■ WHAT YOU WILL DO
A. From the newsletter, extract the passage from "Looking to do" to "off your list.".
B. According to the newsletter, how long can a bridge loan last?
C. Carry on writing the newsletter about bridge loans, picking up after its final sentence.
::: GIVEN TEXT
Welcome to the January issue of my monthly newsletter!
Happy New Year!
Looking to do some self improvement this year? Don’t call it a resolution – those are out. Instead, try out a vision board or a bingo card! It’s a more visual way to represent what you’re trying to accomplish, with smaller increments of success and more incentive to share. They’re great content for social media (#trending), and a fun talking point with friends and family who come over and see what you’re envisioning.
Any kind of visual representation of your goals (like foods, places, activities, hobbies, etc.) is perfect for a collage that turns into a vision board. A simple 5×5 grid can hold 25 small goals for the year and be extra satisfying when you dab one of them off your list.
Still unclear? A quick social media search will give you thousands of examples and inspiration.
Here to There: The Bridge Loan Strategy
Timing is everything when you’re buying and selling a home. But… what if it wasn’t? When you want to purchase your next dream home, you search the market for days, weeks, even months to find the perfect place. And simultaneously, you prep your own home for sale, open it for viewings, and look for the right offer and buyer.
It’s great if the dates for your purchase and sale align and you want to move in exactly one day. But what if that isn’t the case?
Enter: the bridge loan. It’s literally a bridge between your current home and your future home! It fills the gap of financing when you can’t or don’t want to pay for two mortgages for an extended period of time.
Here are some reasons a bridge loan is a great solution for you:
1. You want to take your time moving rather than do it all in one day
2. Your new home purchase closes before your existing home sale
3. You want to renovate before moving in
4. You need time to clean or empty your existing home
5. The housing market is hot and you don’t want to miss a perfect property
If you think there must be a catch – there are a few. Here’s what you need to know:
• Bridge loans are short term, temporary loans between 1-90 days
• You need a firm sale agreement on your existing home
• You will be required to make payments on both mortgages during the bridging period when you own both properties
• A realtor is required to process the transaction
• Cash will be required to pay realtor and legal fees, plus any mortgage penalties, outside of the bridge loan and mortgage financing
The pros: You’ll have plenty of flexibility in terms of closing and moving dates. It allows you to buy your dream home when you see it, rather than settle for what’s available in a specific time window. You also have flexibility in terms of your new home purchase, as you won’t need a full downpayment for a new home, instead using the equity you’ve already built up in your existing home.
::::::
::: DATA EXTRACT
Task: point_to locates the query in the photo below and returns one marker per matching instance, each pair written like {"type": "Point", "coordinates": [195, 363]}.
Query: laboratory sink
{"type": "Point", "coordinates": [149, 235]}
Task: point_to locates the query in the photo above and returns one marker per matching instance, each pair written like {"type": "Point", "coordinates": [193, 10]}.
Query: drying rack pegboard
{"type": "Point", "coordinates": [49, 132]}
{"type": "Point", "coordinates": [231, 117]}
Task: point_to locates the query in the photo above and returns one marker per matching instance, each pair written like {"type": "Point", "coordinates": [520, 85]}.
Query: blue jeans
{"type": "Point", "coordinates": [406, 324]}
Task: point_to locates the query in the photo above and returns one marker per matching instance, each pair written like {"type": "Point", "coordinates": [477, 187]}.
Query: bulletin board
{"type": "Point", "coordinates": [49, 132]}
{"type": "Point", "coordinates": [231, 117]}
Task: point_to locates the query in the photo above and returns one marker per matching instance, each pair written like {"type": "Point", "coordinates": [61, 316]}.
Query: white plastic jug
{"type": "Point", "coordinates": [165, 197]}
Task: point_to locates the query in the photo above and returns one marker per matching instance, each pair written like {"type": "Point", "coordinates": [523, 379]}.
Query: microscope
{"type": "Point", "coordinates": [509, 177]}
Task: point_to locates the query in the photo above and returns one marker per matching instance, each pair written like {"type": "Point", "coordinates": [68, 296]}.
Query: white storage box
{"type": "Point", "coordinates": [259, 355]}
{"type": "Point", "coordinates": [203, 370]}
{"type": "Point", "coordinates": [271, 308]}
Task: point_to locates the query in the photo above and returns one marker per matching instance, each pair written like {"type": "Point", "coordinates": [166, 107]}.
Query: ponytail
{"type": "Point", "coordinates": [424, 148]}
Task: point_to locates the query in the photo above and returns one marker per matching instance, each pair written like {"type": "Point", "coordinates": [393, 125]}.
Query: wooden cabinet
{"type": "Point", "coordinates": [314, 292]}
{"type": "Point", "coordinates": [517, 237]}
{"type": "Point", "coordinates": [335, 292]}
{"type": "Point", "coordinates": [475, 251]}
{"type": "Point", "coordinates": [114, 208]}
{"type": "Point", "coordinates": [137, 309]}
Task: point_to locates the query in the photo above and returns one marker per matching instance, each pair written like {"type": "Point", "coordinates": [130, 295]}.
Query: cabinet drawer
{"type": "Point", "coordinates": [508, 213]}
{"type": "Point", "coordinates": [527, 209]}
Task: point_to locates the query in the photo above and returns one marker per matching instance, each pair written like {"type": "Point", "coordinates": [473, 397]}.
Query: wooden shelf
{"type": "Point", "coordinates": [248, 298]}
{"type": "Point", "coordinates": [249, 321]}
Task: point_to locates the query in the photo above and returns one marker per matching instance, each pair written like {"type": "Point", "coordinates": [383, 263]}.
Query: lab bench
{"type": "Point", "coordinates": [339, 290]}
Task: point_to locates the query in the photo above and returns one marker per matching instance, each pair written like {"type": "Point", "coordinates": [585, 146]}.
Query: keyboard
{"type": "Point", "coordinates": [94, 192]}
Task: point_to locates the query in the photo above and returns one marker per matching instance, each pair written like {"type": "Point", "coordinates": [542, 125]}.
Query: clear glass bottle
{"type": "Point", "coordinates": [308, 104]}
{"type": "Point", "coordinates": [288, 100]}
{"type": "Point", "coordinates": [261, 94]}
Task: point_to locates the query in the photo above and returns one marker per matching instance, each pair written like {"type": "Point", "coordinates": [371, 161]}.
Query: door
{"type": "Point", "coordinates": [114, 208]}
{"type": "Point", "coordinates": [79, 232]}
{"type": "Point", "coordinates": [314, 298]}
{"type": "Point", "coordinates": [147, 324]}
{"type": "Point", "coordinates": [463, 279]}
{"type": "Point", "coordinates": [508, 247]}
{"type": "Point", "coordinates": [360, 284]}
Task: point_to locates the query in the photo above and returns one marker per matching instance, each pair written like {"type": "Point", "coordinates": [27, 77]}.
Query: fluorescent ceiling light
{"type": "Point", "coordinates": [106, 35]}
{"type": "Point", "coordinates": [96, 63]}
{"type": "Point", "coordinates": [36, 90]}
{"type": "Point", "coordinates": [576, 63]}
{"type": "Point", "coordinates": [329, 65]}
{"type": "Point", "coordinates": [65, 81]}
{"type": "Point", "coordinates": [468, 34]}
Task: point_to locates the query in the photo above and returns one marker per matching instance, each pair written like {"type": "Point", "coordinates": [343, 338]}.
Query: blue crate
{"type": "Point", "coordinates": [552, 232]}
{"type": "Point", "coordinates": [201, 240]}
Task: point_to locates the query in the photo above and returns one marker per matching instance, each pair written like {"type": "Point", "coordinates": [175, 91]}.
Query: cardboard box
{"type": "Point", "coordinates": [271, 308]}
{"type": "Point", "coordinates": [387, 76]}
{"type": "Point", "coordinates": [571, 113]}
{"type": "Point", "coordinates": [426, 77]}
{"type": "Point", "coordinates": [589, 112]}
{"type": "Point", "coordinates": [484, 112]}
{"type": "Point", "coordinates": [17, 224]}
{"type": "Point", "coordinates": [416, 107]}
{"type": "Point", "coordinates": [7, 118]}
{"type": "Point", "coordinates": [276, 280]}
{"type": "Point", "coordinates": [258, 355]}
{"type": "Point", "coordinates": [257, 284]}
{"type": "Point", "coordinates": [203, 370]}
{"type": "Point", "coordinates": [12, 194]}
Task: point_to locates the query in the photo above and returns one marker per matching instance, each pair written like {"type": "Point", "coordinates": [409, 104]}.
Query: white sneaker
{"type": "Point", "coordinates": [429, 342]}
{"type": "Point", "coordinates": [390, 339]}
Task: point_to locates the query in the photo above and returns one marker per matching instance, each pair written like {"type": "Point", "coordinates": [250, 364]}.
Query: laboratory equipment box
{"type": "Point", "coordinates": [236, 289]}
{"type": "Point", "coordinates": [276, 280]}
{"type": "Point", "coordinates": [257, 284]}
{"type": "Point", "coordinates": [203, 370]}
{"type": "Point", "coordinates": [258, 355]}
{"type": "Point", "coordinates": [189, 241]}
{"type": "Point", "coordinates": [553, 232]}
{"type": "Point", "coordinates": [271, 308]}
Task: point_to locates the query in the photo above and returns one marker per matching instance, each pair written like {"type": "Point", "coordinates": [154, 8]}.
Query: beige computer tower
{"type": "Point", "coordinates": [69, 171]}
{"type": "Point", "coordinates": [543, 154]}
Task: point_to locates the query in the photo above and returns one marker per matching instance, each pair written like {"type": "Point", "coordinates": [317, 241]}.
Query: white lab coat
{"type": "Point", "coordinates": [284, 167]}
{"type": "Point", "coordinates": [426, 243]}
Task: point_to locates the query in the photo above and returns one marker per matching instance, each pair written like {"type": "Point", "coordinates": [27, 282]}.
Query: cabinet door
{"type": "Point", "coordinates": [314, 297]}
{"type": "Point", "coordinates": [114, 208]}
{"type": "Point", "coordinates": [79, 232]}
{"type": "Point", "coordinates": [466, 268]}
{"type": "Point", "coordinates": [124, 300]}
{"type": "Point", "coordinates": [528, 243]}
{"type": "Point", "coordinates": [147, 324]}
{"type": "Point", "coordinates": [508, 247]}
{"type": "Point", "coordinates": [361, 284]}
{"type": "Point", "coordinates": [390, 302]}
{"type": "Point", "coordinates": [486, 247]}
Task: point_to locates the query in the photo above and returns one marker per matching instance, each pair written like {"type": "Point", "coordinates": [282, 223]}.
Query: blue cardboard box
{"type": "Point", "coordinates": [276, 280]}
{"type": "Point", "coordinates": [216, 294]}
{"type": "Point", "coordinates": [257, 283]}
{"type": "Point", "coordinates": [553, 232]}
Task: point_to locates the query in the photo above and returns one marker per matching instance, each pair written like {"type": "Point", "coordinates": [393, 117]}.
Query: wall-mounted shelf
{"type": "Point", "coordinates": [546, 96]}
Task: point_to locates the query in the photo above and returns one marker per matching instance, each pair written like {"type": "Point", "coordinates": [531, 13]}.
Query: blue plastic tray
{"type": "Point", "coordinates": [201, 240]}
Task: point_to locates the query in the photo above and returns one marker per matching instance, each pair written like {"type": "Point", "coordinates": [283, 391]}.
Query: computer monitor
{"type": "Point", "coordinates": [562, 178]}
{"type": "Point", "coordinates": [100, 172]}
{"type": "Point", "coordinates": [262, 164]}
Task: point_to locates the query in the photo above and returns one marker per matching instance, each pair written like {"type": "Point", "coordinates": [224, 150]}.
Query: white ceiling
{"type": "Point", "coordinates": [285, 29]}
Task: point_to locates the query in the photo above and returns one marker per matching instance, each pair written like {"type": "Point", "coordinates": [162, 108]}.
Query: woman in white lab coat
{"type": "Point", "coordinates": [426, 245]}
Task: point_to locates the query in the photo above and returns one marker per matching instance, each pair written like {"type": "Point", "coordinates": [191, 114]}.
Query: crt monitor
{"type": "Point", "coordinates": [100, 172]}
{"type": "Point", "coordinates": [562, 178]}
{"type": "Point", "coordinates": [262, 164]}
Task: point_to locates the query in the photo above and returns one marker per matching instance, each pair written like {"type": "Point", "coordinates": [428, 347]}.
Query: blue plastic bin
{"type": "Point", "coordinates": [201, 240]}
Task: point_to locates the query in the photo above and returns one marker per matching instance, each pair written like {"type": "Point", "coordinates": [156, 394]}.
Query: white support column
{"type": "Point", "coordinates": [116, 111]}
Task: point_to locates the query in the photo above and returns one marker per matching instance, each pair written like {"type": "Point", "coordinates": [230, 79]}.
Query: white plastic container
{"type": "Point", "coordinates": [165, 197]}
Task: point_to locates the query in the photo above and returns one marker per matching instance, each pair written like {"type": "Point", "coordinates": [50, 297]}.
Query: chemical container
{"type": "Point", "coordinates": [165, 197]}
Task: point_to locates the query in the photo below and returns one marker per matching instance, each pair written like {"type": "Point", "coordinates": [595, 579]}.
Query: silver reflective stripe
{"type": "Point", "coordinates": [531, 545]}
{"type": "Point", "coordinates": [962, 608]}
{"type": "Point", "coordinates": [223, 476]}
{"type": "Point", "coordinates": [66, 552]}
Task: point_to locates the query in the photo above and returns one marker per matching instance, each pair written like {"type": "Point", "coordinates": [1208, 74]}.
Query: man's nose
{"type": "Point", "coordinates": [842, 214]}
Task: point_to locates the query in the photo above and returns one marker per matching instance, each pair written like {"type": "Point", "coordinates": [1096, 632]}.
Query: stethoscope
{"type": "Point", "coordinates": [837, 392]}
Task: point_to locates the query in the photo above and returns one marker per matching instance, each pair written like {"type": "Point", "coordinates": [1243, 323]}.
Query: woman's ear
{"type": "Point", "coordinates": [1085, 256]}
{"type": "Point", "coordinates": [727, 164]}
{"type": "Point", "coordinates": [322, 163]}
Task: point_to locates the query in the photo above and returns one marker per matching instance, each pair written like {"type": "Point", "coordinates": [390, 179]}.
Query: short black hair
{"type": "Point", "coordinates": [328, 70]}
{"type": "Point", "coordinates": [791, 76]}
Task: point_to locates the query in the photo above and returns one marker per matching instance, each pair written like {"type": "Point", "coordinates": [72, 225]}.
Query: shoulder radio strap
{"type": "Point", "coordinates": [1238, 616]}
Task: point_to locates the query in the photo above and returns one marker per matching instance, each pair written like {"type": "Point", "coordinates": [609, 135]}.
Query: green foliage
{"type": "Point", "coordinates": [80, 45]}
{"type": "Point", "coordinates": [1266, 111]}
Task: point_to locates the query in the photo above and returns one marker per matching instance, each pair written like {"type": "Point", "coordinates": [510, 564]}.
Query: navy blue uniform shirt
::::::
■ EXPECTED RESULTS
A.
Looking to do some self improvement this year? Don’t call it a resolution – those are out. Instead, try out a vision board or a bingo card! It’s a more visual way to represent what you’re trying to accomplish, with smaller increments of success and more incentive to share. They’re great content for social media (#trending), and a fun talking point with friends and family who come over and see what you’re envisioning.
Any kind of visual representation of your goals (like foods, places, activities, hobbies, etc.) is perfect for a collage that turns into a vision board. A simple 5×5 grid can hold 25 small goals for the year and be extra satisfying when you dab one of them off your list.

B. Between 1 and 90 days.

C.
The cons: You will pay interest on the new financing amount at a higher than your regular mortgage. Plus, you might incur fines for breaking your existing mortgage. You also need to have a lump sum of cash to pay for closing and sale costs. You might also have to use any existing financing sources first, like maxing your line of credit.
Bridge Loans for Land: Some lenders will also offer you the ability to use bridge financing for purchasing land. This works well if you don’t have construction financing secured yet, or you haven’t decided what to do with that land right away. There are more considerations than with an existing home, like borrower options, your net worth, the location of the site, etc.
How it works: You’ll need to use a lawyer and a realtor. When you complete your new home purchase, you’ll sign documentation that guarantees you will use the funds from your sale to pay off the bridge loan (you won’t get any cash out of the deal). Your lender may also require a collateral charge on the property you’re selling, depending on their conditions and the amount of the bridge loan.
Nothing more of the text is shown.